Supplied records:
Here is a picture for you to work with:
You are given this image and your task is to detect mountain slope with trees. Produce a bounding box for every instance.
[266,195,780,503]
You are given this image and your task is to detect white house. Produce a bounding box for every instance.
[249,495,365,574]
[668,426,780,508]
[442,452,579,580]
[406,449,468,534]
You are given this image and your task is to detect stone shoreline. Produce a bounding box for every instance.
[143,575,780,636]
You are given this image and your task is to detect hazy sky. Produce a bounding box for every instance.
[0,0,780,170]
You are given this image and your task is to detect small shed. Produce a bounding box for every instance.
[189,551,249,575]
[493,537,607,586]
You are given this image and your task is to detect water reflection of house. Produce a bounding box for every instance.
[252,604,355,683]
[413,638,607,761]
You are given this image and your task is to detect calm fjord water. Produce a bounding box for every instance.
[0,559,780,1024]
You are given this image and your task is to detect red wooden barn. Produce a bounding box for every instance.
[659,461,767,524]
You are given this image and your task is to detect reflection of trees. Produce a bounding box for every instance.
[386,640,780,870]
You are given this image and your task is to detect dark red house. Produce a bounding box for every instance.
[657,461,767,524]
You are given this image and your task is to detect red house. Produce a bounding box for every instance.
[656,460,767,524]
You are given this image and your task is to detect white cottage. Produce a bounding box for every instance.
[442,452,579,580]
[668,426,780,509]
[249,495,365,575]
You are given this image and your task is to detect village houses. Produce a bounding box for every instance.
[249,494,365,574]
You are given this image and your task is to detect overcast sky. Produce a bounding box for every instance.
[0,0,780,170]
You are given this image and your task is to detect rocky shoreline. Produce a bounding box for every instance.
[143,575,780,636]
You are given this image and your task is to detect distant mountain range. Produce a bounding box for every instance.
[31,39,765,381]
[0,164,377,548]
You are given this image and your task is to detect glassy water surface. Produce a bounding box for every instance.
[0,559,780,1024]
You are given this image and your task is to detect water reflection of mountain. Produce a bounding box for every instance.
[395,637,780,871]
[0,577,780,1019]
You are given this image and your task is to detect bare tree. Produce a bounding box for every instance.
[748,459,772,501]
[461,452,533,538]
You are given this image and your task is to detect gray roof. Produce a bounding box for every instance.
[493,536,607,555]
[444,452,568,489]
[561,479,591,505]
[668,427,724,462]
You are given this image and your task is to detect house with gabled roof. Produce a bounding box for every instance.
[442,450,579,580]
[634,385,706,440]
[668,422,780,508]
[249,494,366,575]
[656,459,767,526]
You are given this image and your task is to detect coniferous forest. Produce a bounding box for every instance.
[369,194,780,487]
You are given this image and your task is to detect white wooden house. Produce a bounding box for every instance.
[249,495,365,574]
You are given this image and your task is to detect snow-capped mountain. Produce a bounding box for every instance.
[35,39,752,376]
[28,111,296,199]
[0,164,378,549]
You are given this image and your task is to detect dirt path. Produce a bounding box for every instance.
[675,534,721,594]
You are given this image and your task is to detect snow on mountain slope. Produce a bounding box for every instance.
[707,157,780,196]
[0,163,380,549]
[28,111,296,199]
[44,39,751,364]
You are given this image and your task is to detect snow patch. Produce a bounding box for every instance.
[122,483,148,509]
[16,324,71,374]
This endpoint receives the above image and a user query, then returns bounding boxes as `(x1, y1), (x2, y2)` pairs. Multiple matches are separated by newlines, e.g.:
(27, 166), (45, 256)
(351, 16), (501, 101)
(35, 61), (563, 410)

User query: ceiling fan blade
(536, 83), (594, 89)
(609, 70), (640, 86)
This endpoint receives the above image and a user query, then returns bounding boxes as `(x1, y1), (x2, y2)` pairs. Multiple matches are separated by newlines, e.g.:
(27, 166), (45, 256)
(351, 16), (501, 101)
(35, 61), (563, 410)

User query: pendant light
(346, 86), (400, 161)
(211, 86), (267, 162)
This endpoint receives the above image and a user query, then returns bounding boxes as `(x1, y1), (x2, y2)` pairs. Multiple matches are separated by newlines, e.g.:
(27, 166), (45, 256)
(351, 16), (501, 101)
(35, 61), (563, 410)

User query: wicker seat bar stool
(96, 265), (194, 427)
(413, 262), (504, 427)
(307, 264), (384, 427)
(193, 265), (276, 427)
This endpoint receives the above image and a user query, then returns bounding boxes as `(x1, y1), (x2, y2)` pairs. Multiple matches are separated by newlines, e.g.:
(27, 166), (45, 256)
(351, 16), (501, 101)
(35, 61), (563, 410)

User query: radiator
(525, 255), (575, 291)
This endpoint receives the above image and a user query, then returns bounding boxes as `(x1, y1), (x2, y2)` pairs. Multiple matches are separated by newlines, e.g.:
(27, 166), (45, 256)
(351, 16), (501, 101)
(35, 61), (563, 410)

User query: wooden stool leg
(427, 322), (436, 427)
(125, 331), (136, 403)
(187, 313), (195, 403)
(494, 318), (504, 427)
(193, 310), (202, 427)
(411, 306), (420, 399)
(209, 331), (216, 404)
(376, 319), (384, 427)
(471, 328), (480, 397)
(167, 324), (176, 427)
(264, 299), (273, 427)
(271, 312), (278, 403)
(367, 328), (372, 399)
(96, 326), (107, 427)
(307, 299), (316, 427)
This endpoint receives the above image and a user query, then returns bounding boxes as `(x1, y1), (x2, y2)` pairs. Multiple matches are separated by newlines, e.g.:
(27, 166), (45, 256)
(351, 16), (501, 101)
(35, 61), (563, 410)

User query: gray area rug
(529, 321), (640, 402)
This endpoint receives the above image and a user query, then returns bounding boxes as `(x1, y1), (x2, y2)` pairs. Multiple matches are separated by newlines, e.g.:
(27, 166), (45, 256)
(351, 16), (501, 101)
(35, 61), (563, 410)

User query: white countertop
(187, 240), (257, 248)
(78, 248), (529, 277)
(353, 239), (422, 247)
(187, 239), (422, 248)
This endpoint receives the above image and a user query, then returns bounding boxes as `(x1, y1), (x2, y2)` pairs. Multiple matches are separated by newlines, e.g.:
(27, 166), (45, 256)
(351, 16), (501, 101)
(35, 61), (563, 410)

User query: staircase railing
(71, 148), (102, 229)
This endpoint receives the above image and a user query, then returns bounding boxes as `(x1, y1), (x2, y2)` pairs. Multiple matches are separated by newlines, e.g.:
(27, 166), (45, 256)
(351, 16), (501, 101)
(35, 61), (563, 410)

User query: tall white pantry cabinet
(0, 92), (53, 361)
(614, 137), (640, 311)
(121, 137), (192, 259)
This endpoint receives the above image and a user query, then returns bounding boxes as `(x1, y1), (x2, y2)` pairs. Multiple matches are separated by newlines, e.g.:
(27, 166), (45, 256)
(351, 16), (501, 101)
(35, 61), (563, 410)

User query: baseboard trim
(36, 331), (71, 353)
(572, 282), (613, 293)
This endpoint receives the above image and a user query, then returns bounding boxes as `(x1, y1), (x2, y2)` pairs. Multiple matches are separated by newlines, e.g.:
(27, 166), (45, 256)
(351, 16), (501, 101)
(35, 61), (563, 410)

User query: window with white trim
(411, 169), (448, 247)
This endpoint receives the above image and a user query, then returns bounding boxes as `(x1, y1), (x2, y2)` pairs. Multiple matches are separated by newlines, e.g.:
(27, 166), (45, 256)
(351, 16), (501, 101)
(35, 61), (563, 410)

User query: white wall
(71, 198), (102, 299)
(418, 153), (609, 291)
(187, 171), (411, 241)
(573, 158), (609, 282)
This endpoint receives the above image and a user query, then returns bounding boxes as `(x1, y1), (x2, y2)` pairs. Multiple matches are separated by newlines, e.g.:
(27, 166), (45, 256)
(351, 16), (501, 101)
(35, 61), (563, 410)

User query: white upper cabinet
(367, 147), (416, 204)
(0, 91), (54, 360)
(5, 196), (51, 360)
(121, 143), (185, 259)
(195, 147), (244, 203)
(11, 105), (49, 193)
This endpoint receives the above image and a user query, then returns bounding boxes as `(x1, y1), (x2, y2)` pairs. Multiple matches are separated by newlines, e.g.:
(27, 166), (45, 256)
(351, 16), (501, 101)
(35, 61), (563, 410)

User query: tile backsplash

What this task involves:
Can you edit the material from its very first line through the line containing "[266,195,780,503]", both ends included, replacing "mountain slope" with "hillside" and changing nothing else? Return only those lines.

Correct output:
Here is a picture for you to work with:
You are given this image and your task is to detect hillside with trees. Produce a bounding box for every instance.
[266,195,780,503]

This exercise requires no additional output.